> _Given problem_
Reproduce verbatim the items from the line containing "Where can you find the gray baseball jersey" through the end of the items, including both ends.

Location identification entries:
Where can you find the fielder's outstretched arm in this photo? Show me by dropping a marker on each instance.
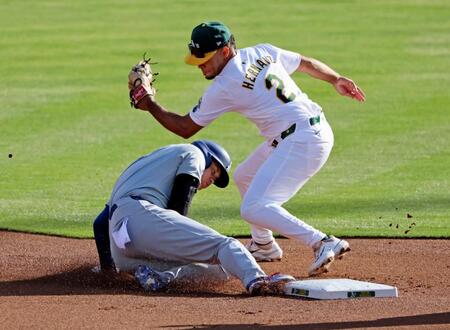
(183, 126)
(319, 70)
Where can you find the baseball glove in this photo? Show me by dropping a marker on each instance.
(140, 81)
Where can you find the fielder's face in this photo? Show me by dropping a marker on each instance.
(210, 175)
(214, 66)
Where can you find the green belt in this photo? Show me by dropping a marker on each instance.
(312, 121)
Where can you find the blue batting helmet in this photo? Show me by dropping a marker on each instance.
(212, 150)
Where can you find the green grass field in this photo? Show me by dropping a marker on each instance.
(66, 121)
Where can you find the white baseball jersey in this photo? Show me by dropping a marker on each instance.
(257, 83)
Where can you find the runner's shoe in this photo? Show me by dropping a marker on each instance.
(265, 252)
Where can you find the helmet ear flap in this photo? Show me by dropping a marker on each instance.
(205, 151)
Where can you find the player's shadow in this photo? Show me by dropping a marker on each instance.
(398, 321)
(81, 281)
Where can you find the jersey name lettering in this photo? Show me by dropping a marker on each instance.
(254, 69)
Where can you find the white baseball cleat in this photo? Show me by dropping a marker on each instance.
(269, 285)
(265, 252)
(329, 249)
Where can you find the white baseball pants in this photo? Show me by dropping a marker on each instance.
(270, 176)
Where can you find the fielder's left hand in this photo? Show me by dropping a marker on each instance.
(347, 87)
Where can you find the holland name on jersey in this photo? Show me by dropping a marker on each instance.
(254, 69)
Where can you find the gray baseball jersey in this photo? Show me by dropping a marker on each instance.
(143, 231)
(151, 177)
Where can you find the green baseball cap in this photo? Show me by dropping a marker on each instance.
(206, 39)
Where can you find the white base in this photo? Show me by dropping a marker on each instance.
(338, 289)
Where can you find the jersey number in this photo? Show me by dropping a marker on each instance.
(274, 81)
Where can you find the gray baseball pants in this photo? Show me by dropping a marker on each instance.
(167, 241)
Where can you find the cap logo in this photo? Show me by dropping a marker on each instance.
(193, 44)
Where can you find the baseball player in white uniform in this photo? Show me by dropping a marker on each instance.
(151, 235)
(256, 82)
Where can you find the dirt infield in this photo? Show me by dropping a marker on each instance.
(45, 283)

> _Solution to the exercise_
Where can you find the gray baseball jersey in this photo? Show me by dropping a marker on each instance.
(143, 231)
(151, 177)
Where can you find the green baseball cap in this photo? Show me by dropping a marker on each instance.
(206, 39)
Where can you find the white base in this photo? Show me by dropping a marker on each instance.
(338, 289)
Where can you find the jersey number in this photo? Show me by dropping a marker on each instance.
(274, 81)
Where can you find the gray baseball pants in this photo? Show me by dropping a marker on each instance.
(167, 241)
Where can you find the cap logo in this photo? Show me by dropping a marker on each instance.
(193, 44)
Where can you find the baseball player in white uniform in this photo? Show me by dropping a marker on each instance.
(151, 235)
(256, 82)
Where can you find the dirt infield in this photo? Show me by dropping a marker on each instance.
(45, 283)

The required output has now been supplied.